■ **The problem**
Line by line, retype the data exactly as it is given.
[Data for this exercise — start]
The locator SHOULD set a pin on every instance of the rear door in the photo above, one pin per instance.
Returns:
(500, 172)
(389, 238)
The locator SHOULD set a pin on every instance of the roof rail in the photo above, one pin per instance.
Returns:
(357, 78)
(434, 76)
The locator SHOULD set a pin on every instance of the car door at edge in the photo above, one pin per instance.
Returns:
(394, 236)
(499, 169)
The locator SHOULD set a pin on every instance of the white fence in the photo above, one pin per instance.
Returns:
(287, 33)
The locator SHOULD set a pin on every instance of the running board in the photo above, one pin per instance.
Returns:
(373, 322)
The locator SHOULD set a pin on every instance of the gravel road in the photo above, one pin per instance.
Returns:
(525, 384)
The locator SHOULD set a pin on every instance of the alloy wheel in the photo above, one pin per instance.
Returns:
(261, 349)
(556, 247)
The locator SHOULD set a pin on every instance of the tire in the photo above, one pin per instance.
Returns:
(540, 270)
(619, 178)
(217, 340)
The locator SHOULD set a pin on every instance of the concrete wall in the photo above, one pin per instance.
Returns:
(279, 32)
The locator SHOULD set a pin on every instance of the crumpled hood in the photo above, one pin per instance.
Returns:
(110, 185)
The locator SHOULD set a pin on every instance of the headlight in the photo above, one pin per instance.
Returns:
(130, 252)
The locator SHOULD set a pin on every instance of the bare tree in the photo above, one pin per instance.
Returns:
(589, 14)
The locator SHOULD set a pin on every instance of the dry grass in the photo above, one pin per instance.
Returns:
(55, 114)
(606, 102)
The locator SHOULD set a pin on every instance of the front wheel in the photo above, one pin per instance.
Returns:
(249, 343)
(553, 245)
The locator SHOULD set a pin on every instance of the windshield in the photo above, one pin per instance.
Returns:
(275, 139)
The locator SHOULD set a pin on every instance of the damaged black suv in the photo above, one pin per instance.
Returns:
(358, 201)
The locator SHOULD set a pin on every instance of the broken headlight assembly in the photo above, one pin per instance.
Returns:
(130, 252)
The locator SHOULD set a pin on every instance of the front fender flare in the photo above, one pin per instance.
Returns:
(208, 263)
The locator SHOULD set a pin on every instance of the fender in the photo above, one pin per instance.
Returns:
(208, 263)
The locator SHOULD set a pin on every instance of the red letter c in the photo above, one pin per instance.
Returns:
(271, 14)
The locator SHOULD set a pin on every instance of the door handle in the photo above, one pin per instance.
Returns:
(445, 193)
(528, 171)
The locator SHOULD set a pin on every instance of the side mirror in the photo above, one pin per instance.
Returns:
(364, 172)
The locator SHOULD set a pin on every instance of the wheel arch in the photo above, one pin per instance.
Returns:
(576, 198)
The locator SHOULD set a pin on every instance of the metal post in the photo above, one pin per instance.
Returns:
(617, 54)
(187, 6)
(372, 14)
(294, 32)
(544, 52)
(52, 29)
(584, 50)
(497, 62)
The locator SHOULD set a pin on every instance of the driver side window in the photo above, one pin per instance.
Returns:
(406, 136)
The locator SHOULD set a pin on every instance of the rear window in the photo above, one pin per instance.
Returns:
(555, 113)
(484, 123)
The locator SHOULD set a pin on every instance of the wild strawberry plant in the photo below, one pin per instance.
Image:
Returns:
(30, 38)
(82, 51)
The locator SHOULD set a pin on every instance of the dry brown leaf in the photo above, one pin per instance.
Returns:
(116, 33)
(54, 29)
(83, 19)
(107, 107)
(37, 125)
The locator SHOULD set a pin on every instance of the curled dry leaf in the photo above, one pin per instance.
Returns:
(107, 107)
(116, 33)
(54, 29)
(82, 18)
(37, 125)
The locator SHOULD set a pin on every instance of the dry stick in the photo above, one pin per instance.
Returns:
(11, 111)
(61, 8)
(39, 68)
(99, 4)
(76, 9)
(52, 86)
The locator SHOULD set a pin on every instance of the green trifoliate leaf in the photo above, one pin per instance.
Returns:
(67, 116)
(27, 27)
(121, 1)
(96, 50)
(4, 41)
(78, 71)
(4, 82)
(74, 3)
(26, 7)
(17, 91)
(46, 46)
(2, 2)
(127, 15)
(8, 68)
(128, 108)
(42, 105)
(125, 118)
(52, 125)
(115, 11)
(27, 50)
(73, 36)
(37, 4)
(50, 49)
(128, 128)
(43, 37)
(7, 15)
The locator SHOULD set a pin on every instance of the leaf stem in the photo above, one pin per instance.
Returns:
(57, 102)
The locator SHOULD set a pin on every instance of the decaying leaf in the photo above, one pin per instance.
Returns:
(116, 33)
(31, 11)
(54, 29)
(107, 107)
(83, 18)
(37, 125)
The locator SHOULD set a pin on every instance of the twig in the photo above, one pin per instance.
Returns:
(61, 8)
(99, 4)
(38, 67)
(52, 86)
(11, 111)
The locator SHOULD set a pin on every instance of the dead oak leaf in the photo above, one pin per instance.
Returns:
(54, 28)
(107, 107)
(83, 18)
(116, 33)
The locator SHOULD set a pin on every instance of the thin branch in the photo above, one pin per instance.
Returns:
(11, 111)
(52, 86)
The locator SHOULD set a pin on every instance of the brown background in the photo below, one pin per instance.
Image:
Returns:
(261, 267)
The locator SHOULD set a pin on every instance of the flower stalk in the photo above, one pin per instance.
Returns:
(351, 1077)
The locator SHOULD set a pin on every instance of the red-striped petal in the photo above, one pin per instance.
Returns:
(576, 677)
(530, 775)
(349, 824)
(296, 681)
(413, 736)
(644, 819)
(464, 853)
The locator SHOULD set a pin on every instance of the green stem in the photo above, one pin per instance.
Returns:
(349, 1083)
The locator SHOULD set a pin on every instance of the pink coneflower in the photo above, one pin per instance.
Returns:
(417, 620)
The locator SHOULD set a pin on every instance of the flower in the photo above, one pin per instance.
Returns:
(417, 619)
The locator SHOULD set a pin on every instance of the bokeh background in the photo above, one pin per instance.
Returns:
[Data for this exercise — finish]
■ **Result**
The locator SHOULD set a pin on every instance of the rear door in the photo above, one pin per instance.
Returns:
(500, 172)
(389, 238)
The locator SHOULD set a pin on every instance of the roof rail in the photo above, one pin per instance.
Returns:
(357, 78)
(434, 76)
The locator SHOULD set a pin on every instance of the car door at edge in the photo above, one pin per instance.
Returns:
(394, 236)
(499, 169)
The locator SHOULD set a pin on every instance of the white fence in the photo above, one pin per instance.
Returns:
(287, 33)
The locator SHOULD set a pin on every instance of the running board in the photo above, one pin per instance.
Returns:
(373, 322)
The locator SHOULD set a pin on every instance of the gravel road in the photo above, one pin per instance.
Returns:
(525, 384)
The locator SHOULD set a pin on every instance of the alloy wheel in the photo above, one pin per instance.
Returns:
(261, 349)
(556, 247)
The locator SHOULD set a pin on every instance of the tire in the photo above, one pin per instance.
Returns:
(540, 270)
(619, 178)
(217, 340)
The locator SHOULD set a pin on every instance of the concrete wall in the photo above, one pin per instance.
Returns:
(279, 32)
The locator SHOULD set a pin on every instance of the crumpled hood in the photo above, one pin per instance.
Returns:
(110, 185)
The locator SHOULD set a pin on every instance of the headlight in the photo above, one pin per instance.
Returns:
(130, 252)
The locator SHOULD set a pin on every instance of the bare tree in the photo above, one pin per instance.
Returns:
(589, 14)
The locator SHOULD set a pin on every instance of the dry grass in the photo above, one pin per instance.
Returns:
(55, 114)
(606, 102)
The locator SHOULD set a pin on every instance of the front wheel in the photo above, one pin per instance.
Returns:
(249, 343)
(553, 245)
The locator SHOULD set a pin on every instance of the windshield in the photo above, one pin per instance.
Returns:
(275, 139)
The locator SHOULD set a pin on every instance of the damaged black suv in the photo above, one pin per instance.
Returns:
(358, 201)
The locator SHOULD set a pin on every instance of the broken headlight assembly in the photo above, one pin per instance.
Returns:
(130, 252)
The locator SHOULD set a pin on every instance of the front fender flare in the photo above, one pin per instance.
Returns:
(208, 263)
The locator SHOULD set a pin on every instance of the fender in the photo above, one pin per instance.
Returns:
(208, 263)
The locator SHOULD set a pin on every instance of the red letter c in the photo above, one pin per instance.
Returns:
(271, 14)
The locator SHOULD set a pin on every instance of the door handle in the photo above, one pin per instance.
Returns:
(445, 193)
(528, 171)
The locator SHOULD set a pin on every instance of the side mirror in the photo above, one pin per instance.
Returns:
(364, 172)
The locator SHOULD set a pin on every instance of the wheel arch in the photo above, one pin per instance.
Returns:
(576, 198)
The locator SHOULD set a pin on every instance of the metal post in the photo above, one pin per instance.
Returns:
(617, 54)
(187, 6)
(372, 14)
(294, 32)
(544, 52)
(52, 29)
(584, 50)
(497, 62)
The locator SHOULD set a pin on every instance of the driver side window in the photo above, one pin per instance.
Returns:
(406, 136)
The locator SHOULD set a pin on every instance of the rear window in the photo above, one pin per instance.
Returns:
(555, 113)
(484, 123)
The locator SHOULD set a pin on every instance of the wild strawberry plant in the photo below, one pin per instance.
Image:
Returns:
(30, 38)
(82, 51)
The locator SHOULD set a pin on every instance of the dry brown leaf in the photo above, one pin per instance.
Returns:
(116, 33)
(54, 29)
(83, 19)
(107, 107)
(37, 125)
The locator SHOULD set a pin on every instance of the curled dry leaf in the photo above, one pin per instance.
Returns:
(107, 107)
(116, 33)
(54, 29)
(82, 18)
(37, 125)
The locator SHOULD set a pin on every instance of the dry stick in the photo above, one pin per instance.
Returns:
(11, 111)
(61, 8)
(39, 68)
(99, 4)
(76, 9)
(52, 86)
The locator SHOULD set a pin on every instance of the green trifoliate leaf in the photo above, one pin per instance.
Returns:
(67, 116)
(27, 27)
(121, 1)
(96, 50)
(4, 41)
(78, 71)
(4, 82)
(74, 3)
(26, 7)
(17, 91)
(46, 46)
(2, 2)
(127, 15)
(8, 68)
(128, 108)
(42, 105)
(125, 118)
(52, 125)
(115, 11)
(27, 50)
(73, 36)
(37, 4)
(50, 49)
(128, 128)
(43, 37)
(7, 15)
The locator SHOULD set a pin on every instance of the leaf stem in the photo above, one pin per instance.
Returns:
(57, 102)
The locator SHOULD set a pin on every instance of the decaying leaf in the photo above, one pin per instance.
Returns:
(116, 33)
(31, 11)
(54, 29)
(107, 107)
(83, 18)
(37, 125)
The locator SHOULD set a pin on every instance of the twig in the photo above, one pin per instance.
Returns:
(61, 8)
(99, 4)
(38, 67)
(52, 86)
(11, 111)
The locator SHOULD set a pin on every instance of the dead oak leaf in the photo above, one pin per instance.
Returns:
(54, 28)
(107, 107)
(83, 18)
(116, 33)
The locator SHOULD set a pin on every instance of the thin branch in the photo above, one pin per instance.
Returns:
(11, 111)
(52, 86)
The locator SHOULD set a pin on every instance of the brown background in the photo below, one pin per instance.
Image:
Returns:
(261, 267)
The locator SHOULD set a pin on every instance of the flower stalk in the photo above, one pin per instance.
Returns:
(351, 1077)
The locator SHOULD set a pin on every instance of the red-striped petal in the photo above, one pin per instance.
Returns:
(576, 677)
(530, 775)
(349, 824)
(296, 681)
(413, 736)
(644, 819)
(464, 853)
The locator SHOULD set a pin on every instance of the green stem in the photo above, one pin per instance.
Returns:
(349, 1083)
The locator SHOULD set a pin on every instance of the pink coneflower in the photo above, one pin per instance.
Returns:
(417, 620)
The locator SHOULD set a pin on every instance of the flower in the photo above, one pin per instance.
Returns:
(417, 619)
The locator SHOULD set a pin on every instance of the bokeh background in the photo above, one pin per instance.
Returns:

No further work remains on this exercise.